## [DOCUMENT PASSAGE]
──────

Fernando, in an interview with the Daily FT, justified the $ 100 flat visa fee on the basis that it partly covers the cost of PCR tests which need to be conducted and additional health and safety measures.
She also revealed that the free-visa scheme during one year since the Easter Sunday attacks cost the Government Rs. 6 billion for six months.
In response to queries regarding procedure for arrivals from 1 August of Sri Lankans or dual passport holders, Fernando said she is unable to provide any guidance yet and those concerned need to await instructions from the Government.
“Arrival of Sri Lankans or dual passport holders are not considered tourists though expat Sri Lankans contribute to the tourism sector by visiting sites, restaurants, hotels etc.,” Fernando acknowledged.
She said that tourists will not have to undergo quarantine procedures but a mandatory health screening and sanitising process including a PCR test will be conducted at arrival airports free-of-charge, and will be transferred through pre-booked transportation to designated hotels in close proximity to the airport, to await their PCR test results which would be expected within 24 hours.
First night pending the test result could be in a selected certified hotel in Colombo or Negombo for arrivals at BIA/RIA and in and around Hambantota for arrivals at MRIA. Sri Lanka Tourism will conduct further PCR tests free-of-charge, for any tourists staying longer than five nights.
Fernando also said an independent health and safety audit process will shortly commence to certify registered entities, starting from accommodation providers that paid the Tourism Development Levy (TDL). They include five-star hotels, boutique hotels/villas, four-star, three-star, hostels, rest houses and homestays.
“All registered accommodation providers will be certified. To give confidence to early visitors and to avoid setbacks to recovery if cases occur at hotels, it is important to prioritise establishments that have high health and safety standards and documented attention to detail,” Fernando said.

──────

## [PROVIDED RECORDS]
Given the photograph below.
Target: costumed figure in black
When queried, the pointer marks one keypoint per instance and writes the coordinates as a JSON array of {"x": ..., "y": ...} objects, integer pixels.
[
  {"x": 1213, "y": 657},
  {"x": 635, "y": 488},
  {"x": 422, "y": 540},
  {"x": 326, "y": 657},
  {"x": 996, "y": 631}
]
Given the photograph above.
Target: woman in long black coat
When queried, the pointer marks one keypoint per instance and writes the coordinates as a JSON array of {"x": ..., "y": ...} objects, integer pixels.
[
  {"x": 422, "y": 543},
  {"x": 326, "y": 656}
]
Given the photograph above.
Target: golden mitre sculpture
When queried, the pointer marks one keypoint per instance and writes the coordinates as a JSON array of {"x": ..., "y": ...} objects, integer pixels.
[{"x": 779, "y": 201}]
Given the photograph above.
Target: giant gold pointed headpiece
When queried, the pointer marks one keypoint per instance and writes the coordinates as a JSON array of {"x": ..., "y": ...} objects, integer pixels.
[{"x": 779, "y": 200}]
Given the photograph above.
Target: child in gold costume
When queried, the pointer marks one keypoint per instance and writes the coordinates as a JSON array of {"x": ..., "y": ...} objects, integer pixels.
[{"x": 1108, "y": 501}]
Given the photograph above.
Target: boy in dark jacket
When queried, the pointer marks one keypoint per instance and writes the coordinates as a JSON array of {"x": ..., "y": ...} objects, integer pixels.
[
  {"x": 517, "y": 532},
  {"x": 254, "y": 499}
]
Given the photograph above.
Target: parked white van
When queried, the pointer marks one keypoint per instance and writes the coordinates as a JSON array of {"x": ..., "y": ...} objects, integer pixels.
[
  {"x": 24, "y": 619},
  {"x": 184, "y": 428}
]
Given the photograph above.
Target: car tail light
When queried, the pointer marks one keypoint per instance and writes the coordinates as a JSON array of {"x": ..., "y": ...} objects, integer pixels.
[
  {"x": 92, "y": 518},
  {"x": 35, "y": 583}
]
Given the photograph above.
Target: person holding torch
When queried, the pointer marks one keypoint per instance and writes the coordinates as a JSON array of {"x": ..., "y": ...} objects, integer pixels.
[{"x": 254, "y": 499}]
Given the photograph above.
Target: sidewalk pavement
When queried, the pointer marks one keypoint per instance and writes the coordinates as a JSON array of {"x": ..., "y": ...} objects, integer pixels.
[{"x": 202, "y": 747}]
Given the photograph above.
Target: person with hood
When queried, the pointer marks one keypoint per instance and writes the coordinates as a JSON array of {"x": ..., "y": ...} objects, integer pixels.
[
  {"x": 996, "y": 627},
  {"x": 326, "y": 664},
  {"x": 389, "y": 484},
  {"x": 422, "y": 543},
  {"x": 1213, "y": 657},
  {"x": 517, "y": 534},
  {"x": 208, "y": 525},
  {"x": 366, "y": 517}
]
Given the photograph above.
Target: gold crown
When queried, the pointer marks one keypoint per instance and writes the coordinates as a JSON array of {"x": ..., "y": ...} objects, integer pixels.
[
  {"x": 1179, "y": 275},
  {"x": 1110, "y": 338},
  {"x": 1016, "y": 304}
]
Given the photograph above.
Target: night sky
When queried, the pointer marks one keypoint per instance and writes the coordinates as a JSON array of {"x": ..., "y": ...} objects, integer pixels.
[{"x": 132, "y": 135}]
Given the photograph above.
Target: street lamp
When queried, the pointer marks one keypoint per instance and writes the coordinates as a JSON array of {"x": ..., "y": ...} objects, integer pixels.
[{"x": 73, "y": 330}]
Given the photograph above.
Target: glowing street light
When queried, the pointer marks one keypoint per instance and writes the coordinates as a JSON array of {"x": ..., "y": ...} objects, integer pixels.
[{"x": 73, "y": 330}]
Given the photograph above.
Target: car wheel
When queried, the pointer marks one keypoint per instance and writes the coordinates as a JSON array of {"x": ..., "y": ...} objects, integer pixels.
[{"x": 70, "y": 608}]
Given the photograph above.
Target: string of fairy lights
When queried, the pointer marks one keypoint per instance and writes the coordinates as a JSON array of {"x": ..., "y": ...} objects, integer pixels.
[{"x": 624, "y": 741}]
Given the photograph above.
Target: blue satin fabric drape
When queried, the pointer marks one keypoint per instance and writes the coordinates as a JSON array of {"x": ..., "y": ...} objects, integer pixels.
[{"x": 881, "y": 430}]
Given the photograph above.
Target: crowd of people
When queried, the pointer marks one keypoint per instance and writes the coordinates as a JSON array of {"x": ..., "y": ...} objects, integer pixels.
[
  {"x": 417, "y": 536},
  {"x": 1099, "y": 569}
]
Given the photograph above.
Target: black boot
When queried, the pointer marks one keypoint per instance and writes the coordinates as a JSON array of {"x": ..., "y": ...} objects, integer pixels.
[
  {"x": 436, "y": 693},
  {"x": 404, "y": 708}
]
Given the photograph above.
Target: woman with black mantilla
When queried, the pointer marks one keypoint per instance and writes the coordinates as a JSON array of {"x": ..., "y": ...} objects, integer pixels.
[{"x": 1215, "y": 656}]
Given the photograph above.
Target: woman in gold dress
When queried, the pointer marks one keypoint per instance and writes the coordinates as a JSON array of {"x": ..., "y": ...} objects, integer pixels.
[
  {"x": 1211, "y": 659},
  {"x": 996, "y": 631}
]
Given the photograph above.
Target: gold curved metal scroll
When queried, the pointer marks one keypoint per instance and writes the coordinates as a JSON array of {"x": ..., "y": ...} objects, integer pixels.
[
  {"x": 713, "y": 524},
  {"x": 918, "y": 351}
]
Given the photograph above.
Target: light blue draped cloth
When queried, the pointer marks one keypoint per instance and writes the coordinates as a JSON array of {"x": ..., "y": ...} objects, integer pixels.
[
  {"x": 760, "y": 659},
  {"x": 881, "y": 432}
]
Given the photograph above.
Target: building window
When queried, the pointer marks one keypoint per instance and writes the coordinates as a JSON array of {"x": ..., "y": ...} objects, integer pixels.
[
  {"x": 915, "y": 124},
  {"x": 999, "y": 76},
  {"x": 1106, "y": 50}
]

──────

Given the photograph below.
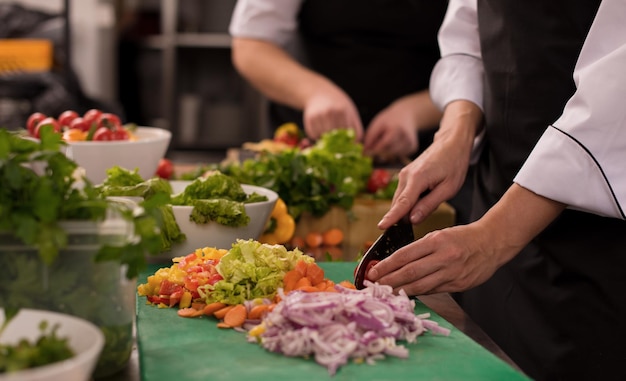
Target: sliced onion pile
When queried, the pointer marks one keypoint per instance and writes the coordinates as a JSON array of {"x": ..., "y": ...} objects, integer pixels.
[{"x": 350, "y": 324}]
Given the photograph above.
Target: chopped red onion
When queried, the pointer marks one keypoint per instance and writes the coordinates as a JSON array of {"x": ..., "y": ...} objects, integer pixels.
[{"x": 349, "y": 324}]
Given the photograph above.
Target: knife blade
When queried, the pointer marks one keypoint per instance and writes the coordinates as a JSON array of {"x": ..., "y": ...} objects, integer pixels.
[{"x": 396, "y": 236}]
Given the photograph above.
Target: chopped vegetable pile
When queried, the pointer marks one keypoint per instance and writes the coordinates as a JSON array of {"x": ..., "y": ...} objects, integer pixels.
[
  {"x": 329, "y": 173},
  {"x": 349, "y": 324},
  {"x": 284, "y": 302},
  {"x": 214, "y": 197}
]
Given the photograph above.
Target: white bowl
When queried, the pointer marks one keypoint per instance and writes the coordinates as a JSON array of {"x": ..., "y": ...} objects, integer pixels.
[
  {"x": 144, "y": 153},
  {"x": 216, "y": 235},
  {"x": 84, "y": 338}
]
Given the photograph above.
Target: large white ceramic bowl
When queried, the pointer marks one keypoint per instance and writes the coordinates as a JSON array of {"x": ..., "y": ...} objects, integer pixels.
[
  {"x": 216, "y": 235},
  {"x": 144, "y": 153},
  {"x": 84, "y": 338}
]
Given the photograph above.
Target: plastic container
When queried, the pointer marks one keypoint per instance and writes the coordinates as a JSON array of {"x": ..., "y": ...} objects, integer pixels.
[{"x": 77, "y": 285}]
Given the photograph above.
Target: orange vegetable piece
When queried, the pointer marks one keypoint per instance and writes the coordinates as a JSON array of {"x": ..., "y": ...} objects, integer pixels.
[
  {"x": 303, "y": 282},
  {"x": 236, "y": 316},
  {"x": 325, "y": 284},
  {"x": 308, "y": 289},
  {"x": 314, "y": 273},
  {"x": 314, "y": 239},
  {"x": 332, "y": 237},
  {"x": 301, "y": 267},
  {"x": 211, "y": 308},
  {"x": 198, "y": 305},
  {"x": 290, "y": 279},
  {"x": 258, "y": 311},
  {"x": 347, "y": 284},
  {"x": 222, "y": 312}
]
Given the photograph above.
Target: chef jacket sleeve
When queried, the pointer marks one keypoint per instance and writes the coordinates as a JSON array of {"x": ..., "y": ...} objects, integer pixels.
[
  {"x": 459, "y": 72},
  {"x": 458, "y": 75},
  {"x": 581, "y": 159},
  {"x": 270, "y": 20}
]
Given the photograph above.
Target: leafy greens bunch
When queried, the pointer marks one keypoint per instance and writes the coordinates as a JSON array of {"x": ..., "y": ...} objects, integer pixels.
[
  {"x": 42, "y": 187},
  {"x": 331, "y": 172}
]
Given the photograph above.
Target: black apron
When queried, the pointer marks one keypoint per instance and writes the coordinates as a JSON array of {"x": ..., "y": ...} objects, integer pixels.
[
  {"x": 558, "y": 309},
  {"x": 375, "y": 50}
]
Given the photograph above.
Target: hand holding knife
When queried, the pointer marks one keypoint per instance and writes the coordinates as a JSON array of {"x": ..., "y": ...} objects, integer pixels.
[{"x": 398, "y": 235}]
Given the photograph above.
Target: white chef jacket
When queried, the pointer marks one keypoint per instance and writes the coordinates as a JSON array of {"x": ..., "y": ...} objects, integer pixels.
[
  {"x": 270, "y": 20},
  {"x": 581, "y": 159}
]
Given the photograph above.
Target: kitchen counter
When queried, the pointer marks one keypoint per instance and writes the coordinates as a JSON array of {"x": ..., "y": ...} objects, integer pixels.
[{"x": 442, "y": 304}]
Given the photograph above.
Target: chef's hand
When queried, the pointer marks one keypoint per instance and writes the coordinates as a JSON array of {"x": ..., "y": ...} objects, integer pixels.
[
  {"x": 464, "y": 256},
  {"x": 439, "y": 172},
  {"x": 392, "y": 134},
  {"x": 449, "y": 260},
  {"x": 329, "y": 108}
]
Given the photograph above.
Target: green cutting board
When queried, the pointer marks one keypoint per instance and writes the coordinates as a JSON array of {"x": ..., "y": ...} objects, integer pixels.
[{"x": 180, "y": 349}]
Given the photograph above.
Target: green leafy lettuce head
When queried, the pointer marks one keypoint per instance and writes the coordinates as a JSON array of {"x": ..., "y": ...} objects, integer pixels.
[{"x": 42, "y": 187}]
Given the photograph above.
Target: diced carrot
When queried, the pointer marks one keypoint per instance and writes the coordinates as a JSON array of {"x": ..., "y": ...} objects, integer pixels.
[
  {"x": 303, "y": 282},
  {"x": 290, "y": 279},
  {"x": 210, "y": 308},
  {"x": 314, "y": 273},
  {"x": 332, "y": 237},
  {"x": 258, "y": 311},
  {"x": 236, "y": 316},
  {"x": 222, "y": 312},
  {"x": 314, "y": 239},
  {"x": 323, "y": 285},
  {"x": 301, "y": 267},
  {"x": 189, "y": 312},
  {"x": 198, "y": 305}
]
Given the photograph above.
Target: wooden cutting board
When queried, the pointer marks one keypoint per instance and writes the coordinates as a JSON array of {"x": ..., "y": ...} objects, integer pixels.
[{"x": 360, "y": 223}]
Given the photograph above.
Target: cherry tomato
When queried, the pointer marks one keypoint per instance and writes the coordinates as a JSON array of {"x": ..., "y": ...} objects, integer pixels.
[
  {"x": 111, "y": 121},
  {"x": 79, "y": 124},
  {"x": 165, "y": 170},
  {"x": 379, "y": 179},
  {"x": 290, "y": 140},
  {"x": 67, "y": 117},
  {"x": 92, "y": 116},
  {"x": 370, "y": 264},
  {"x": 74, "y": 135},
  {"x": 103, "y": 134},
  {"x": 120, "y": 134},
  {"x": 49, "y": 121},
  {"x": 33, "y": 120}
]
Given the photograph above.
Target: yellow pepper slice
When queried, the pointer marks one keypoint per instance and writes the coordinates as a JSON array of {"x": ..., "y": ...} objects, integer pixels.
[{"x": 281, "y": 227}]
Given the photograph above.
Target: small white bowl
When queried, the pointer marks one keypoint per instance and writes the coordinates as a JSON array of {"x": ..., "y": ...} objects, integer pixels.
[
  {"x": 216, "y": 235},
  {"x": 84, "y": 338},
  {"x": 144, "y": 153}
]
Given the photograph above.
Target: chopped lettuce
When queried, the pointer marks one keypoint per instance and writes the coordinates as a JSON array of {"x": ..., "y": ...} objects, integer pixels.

──────

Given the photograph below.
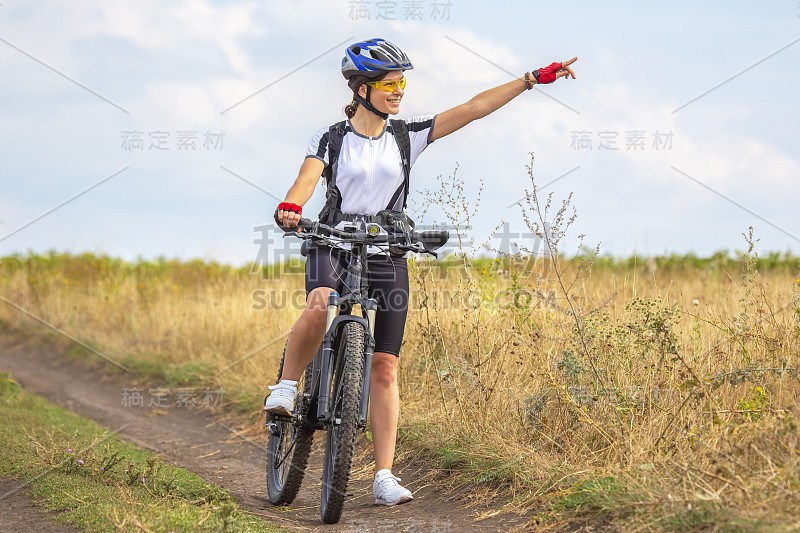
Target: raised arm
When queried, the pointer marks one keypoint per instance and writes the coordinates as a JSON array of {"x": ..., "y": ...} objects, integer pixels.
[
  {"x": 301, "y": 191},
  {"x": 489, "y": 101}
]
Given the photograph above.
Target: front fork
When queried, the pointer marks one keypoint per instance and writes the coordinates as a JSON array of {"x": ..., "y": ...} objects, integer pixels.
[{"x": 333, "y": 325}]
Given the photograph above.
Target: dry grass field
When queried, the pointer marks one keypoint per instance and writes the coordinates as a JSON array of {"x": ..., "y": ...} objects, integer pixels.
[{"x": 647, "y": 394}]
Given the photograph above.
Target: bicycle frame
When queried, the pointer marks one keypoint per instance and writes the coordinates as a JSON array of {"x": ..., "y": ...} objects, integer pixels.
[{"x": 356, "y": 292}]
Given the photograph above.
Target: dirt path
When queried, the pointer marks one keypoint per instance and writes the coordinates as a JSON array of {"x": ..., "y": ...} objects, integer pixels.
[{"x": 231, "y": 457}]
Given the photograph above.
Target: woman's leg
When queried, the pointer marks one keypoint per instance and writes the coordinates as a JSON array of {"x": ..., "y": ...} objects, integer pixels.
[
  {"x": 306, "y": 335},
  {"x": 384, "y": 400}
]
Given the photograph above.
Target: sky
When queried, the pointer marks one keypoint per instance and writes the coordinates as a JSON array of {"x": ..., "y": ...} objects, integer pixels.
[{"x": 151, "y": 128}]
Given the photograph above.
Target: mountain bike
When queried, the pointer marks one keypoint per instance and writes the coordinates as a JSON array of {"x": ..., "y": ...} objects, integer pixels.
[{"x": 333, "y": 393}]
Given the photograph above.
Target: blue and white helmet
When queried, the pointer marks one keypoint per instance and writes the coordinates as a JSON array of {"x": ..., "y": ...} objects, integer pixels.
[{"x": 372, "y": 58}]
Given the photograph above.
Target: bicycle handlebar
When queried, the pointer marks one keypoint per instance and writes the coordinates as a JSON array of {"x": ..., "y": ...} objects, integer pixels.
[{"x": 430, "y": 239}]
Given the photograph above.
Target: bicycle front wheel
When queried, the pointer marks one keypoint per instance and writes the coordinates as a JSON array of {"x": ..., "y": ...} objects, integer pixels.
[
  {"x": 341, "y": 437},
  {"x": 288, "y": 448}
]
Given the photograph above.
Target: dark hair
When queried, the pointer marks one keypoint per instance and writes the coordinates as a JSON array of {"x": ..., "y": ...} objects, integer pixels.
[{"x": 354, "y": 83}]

──────

## [TASK DETAILS]
Copy word for word the part of the Sri Lanka tourism passage that begins at the words "Fernando also said" and stops after the words "houses and homestays.".

## [SOLUTION TO THIS TASK]
Fernando also said an independent health and safety audit process will shortly commence to certify registered entities, starting from accommodation providers that paid the Tourism Development Levy (TDL). They include five-star hotels, boutique hotels/villas, four-star, three-star, hostels, rest houses and homestays.